Natural-language object grounding data —
--------------------------------

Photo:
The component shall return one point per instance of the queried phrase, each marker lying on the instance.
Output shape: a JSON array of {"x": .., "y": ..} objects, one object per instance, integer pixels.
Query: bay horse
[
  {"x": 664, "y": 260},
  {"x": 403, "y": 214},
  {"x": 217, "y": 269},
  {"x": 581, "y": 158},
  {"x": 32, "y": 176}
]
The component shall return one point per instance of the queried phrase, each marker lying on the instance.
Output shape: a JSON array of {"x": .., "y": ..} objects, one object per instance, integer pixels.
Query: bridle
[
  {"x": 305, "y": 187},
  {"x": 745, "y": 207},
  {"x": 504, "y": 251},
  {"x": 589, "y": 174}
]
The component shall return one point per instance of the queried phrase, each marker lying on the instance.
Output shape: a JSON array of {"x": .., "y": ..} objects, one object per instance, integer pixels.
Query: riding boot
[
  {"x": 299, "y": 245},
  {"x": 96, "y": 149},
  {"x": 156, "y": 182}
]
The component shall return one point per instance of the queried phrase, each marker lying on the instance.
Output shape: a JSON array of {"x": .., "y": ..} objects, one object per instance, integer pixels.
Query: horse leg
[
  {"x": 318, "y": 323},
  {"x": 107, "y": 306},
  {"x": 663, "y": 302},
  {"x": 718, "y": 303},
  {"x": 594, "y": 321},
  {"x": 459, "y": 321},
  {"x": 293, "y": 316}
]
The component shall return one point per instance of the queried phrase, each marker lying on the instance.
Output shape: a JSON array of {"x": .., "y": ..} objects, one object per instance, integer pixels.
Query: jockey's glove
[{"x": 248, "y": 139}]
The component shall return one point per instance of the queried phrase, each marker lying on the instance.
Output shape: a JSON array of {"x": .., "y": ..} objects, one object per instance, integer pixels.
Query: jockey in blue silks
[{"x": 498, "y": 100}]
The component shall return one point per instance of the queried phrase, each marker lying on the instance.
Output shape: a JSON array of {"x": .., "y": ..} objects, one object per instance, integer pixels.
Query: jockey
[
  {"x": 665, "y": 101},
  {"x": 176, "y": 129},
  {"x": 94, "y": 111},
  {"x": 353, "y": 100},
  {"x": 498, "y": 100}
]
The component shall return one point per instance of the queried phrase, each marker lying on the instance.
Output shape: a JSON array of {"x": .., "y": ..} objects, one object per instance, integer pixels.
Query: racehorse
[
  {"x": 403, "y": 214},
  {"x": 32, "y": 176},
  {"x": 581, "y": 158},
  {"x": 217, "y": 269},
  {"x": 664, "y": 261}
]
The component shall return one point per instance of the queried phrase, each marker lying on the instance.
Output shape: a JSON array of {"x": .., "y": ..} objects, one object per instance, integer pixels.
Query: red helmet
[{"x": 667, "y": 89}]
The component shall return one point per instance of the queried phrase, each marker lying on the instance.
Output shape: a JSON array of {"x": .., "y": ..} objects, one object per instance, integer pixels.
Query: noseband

--------------------------------

WHAT YOU WILL DO — Every entry above needs to be duplicated exactly.

ANSWER FOR THIS EXERCISE —
Photo:
The component shall return one point per instance of the queried phrase, each marker lying on the instance.
Output shape: a JSON array of {"x": .., "y": ..} objects, one object per instance, integer pixels.
Query: bay horse
[
  {"x": 664, "y": 260},
  {"x": 403, "y": 214},
  {"x": 217, "y": 269},
  {"x": 581, "y": 158},
  {"x": 32, "y": 176}
]
The component shall return one point per instance of the queried phrase, each marker lying on the instance.
Output shape: a JSON array of {"x": .., "y": ..} objects, one object per instance, integer pixels.
Query: bridle
[
  {"x": 305, "y": 187},
  {"x": 745, "y": 207},
  {"x": 504, "y": 251},
  {"x": 589, "y": 174}
]
The component shall return one point per instance of the queried phrase, each marker lying on the instance.
Output shape: a JSON array of {"x": .., "y": ..} objects, one object per instance, integer pixels.
Query: riding boot
[
  {"x": 299, "y": 245},
  {"x": 96, "y": 149},
  {"x": 156, "y": 182}
]
The component shall return one point per instance of the queried phrase, each marker lying on the instance.
Output shape: a JSON array of {"x": .., "y": ..} objects, one object per instance, integer pixels.
Query: horse leg
[
  {"x": 318, "y": 323},
  {"x": 107, "y": 306},
  {"x": 663, "y": 302},
  {"x": 718, "y": 303},
  {"x": 594, "y": 321},
  {"x": 459, "y": 321},
  {"x": 293, "y": 316}
]
The component shall return one point per instance of the queried phrase, each marker lying on the instance.
Output shape: a JSON array of {"x": .., "y": ..} objects, one object per instance, integer pixels.
Query: jockey's glove
[{"x": 248, "y": 139}]
The component shall return one point per instance of the queried phrase, each marker lying on the instance.
Output shape: a JSON array of {"x": .., "y": ..} objects, one object per instance, integer pixels.
Query: jockey in blue silks
[{"x": 498, "y": 100}]
The component shall return one point per instance of the queried phrase, each marker lying on the instance.
Output shape: a JSON array of {"x": .., "y": ..} objects, one object per instance, integer pixels.
Query: jockey
[
  {"x": 665, "y": 101},
  {"x": 176, "y": 129},
  {"x": 94, "y": 111},
  {"x": 353, "y": 100},
  {"x": 498, "y": 100}
]
The component shall return one point per instance of the queried phrase, each marker lying on the instance.
Output shape: a JSON array of {"x": .., "y": ..} objects, one object per instance, integer pixels.
Query: racehorse
[
  {"x": 403, "y": 214},
  {"x": 32, "y": 176},
  {"x": 581, "y": 158},
  {"x": 217, "y": 269},
  {"x": 664, "y": 261}
]
The component shall return one point per instance of the queried phrase, each marker lying on the instance.
Output shape: a JSON array of {"x": .., "y": ..} objects, one object per instance, integer pixels.
Query: red helmet
[{"x": 667, "y": 89}]
The component shall return one point per instance of the queried phrase, each marker lying on the instance.
Output shape: a JSON array of {"x": .., "y": ..} objects, one object per instance, integer pixels.
Query: noseband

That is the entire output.